_Soal Tugas 1_
Menurut teks bacaan di bawah tentang cerpen "Dilang Puti", mengapa tokoh 'aku' kemasukan roh nenek moyang?

_Teks Bacaan_
# # # # #
B. Analisis Struktur Cerpen “Dilang Puti” 1. Alur Cerpen “Dilang Puti” menceritakan tokoh ‘aku’ (Edau) yang kemasukan roh nenek moyang akibat telah melanggar nazarnya. Alur dalam cerpen DP dapat ditemukan melalui peristiwa-peristiwa yang dialami tokohnya, terutama yang mengarah ke warna lokal.
124
Pada tahap awal, menggambarkan alur dengan menghadirkan peristiwa sadar dan terbangunnya ‘aku’ dari kerasukan roh nenek moyang. Dapat dilihat pada kutipan berikut. AKU terbangun dengan perasaan aneh. Adakah aku sedang berada di Jakarta atau di Balikpapan, atau aku sedang dalam perjalanan kereta api? Tapi bukan irama roda kereta api yang masuk ke dalam gendang telingaku, bukan juga suara deru pesawat udara, lain sekali dengan suara bus atau kendaraan angkutan air; suaranya berirama rapat seperti petikan musik yang datang dari masa silam, suatu irama yang datang dari kepadatan upacara (TG, h. 11). Tahap pertengahan dimunculkan peristiwa konflik yang digambarkan dengan ketidakberdayaan tokoh ‘aku’ melawan keinginan ibunya melakukan upacara penebusan nazar. Peristiwa tersebut dapat dilihat pada kutipan berikut. Kutahu risiko apa yang harus kutangung, jika aku melanggar keinginan Ibu. Tak kutakut oleh kuwalat roh nenek moyang, akan tetapi terutama tak ingin menyakiti hati ibu kebanggannya pada tradisi dan adat leluhurnya sebagai turunan kepala adat yang menjadi panutan warga, ia memang menjunjung tinggi segala macam upacara (TG, h. 13-14). Pada peristiwa konflik menggambarkan penyebab ‘aku’ kemasukan roh nenek moyang, dikarenakan ia telah melanggar janji dan nazarnya. Lihat kutipan di bawah ini. Kau datang lewat waktu, Dau. Hampir saja kau binasa karena roh Ena tak juga rela kau mendapatkan wanita lain. Ingat kau nazar sumpah kesetiaan? Sepuluh tahun kau selamat sentosa, mengapa kau lupa pada janji kepada roh nenek moyang? Bahkan lupa pada Ena? (TG, h. 18). Pada tahap akhir cerita diselesaikan dengan menghadirkan peristiwa ‘aku’ menyadari bahwa segala hal yang dilakukan ibunya adalah sebagai bukti kasih sayang seorang ibu yang sangat besar kepada anaknya. Dapat dilihat pada kutipan berikut.
# # # # #
_Soal Tugas 2_
Ambil setiap baris dari daftar di bawah yang memuat kata "body". Huruf besar dan kecil dibedakan.

_Baris Daftar_
# # # # #
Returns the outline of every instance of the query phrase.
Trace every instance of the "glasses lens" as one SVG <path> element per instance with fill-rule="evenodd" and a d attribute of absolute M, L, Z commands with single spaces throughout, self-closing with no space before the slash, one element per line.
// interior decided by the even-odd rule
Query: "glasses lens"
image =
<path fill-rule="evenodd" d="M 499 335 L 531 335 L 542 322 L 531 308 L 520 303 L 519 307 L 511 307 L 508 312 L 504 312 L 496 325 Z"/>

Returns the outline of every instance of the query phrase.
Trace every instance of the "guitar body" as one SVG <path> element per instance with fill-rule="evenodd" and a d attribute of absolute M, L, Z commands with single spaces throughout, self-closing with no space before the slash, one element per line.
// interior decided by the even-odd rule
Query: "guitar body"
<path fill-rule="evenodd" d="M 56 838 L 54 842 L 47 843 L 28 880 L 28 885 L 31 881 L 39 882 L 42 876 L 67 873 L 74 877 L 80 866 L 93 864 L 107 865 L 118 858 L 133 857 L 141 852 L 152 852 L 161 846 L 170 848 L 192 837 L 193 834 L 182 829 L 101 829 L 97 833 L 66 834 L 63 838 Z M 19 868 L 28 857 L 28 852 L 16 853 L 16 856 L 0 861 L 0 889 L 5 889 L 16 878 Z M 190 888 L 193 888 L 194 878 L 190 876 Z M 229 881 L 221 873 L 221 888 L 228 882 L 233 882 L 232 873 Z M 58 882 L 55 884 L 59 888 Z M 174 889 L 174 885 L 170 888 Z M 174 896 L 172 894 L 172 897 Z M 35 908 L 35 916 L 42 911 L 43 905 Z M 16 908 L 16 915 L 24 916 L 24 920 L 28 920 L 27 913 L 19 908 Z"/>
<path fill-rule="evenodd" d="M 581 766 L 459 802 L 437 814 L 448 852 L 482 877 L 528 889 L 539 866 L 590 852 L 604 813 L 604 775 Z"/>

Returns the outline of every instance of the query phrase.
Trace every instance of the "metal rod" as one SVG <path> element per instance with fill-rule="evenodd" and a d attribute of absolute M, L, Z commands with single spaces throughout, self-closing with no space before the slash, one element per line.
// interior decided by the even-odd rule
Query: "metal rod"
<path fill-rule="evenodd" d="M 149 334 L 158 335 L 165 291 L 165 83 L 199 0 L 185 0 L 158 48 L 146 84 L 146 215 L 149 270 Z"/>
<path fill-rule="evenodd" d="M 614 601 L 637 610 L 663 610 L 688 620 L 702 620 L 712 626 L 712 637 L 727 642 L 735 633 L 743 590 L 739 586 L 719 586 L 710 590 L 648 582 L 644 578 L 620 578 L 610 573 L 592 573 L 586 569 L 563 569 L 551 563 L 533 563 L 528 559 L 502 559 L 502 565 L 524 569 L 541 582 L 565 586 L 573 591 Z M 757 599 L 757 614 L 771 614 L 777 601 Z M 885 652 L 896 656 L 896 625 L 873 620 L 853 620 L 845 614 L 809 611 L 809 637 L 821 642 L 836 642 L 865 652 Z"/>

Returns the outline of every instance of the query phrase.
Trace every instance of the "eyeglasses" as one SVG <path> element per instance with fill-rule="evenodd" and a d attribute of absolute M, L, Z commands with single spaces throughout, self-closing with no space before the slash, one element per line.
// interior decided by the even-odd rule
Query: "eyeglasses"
# # # # #
_Hasil 1_
Karena ia telah melanggar janji dan nazarnya.

_Hasil 2_
Trace every instance of the "guitar body" as one SVG <path> element per instance with fill-rule="evenodd" and a d attribute of absolute M, L, Z commands with single spaces throughout, self-closing with no space before the slash, one element per line.
Query: "guitar body"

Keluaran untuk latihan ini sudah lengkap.